**Prompt**.
Reproduce all of the records below, replacing every occurrence of "a pin for each instance" with "one pin per instance" and leaving everything else unchanged.

**Supplied data**.
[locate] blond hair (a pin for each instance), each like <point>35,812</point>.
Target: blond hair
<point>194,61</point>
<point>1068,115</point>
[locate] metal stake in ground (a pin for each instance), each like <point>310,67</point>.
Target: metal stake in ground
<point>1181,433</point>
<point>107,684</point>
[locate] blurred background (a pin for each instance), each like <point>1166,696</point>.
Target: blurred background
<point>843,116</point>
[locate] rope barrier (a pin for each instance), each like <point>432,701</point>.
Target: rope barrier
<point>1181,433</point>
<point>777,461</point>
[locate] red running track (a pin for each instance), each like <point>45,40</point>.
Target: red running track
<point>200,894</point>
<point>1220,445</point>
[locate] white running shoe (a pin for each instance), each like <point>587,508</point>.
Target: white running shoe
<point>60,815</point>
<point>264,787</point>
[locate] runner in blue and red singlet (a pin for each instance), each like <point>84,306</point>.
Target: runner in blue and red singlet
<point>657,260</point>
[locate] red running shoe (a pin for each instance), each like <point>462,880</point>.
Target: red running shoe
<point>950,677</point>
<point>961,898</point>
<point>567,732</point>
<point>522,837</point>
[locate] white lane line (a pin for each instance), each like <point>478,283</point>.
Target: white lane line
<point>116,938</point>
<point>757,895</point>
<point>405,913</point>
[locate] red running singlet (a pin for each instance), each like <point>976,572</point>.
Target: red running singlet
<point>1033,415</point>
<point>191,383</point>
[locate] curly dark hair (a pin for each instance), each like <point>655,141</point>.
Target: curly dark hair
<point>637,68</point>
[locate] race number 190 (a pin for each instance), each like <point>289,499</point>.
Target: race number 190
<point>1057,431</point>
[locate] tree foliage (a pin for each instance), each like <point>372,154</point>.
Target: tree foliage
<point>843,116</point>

**Result**.
[locate] blond hair (one pin per instance), each like <point>35,812</point>.
Target: blond hair
<point>194,61</point>
<point>1068,115</point>
[locate] metal stake in ground (one pin per instance), each like <point>310,67</point>.
Target: metal stake in ground
<point>1181,433</point>
<point>107,684</point>
[locate] blurred background (one pin per instance), each like <point>1166,696</point>.
Target: blurred background
<point>843,116</point>
[locate] rope barrier (one pin per instance), each like <point>432,701</point>.
Target: rope barrier
<point>1181,433</point>
<point>777,461</point>
[locate] red running track (one pin per instance), each like <point>45,40</point>.
Target: red running track
<point>200,894</point>
<point>1220,445</point>
[locate] white running shoe (one pin per instance), each like <point>587,508</point>.
Target: white running shoe
<point>60,815</point>
<point>264,787</point>
[locate] runner in blue and red singlet (one pin per instance), each like <point>84,306</point>.
Target: runner in blue and red singlet
<point>657,260</point>
[locate] red running shoe (one pin per instance), each like <point>462,880</point>.
Target: red running shoe
<point>950,677</point>
<point>961,898</point>
<point>567,732</point>
<point>522,837</point>
[locate] white lane line (one pin per instance), each like <point>478,283</point>.
Target: white lane line
<point>116,938</point>
<point>757,895</point>
<point>405,913</point>
[locate] red running singlet (one pin per instance), each like <point>976,572</point>.
Target: red running singlet
<point>1033,415</point>
<point>191,383</point>
[locate] curly dark hair (one pin per instance), each like <point>655,141</point>.
Target: curly dark hair
<point>637,68</point>
[locate] race number 190 (one pin per instance), each like <point>289,499</point>.
Target: race number 190
<point>1057,431</point>
[locate] tree foliage (one pin per instance), each like <point>372,154</point>.
Target: tree foliage
<point>843,116</point>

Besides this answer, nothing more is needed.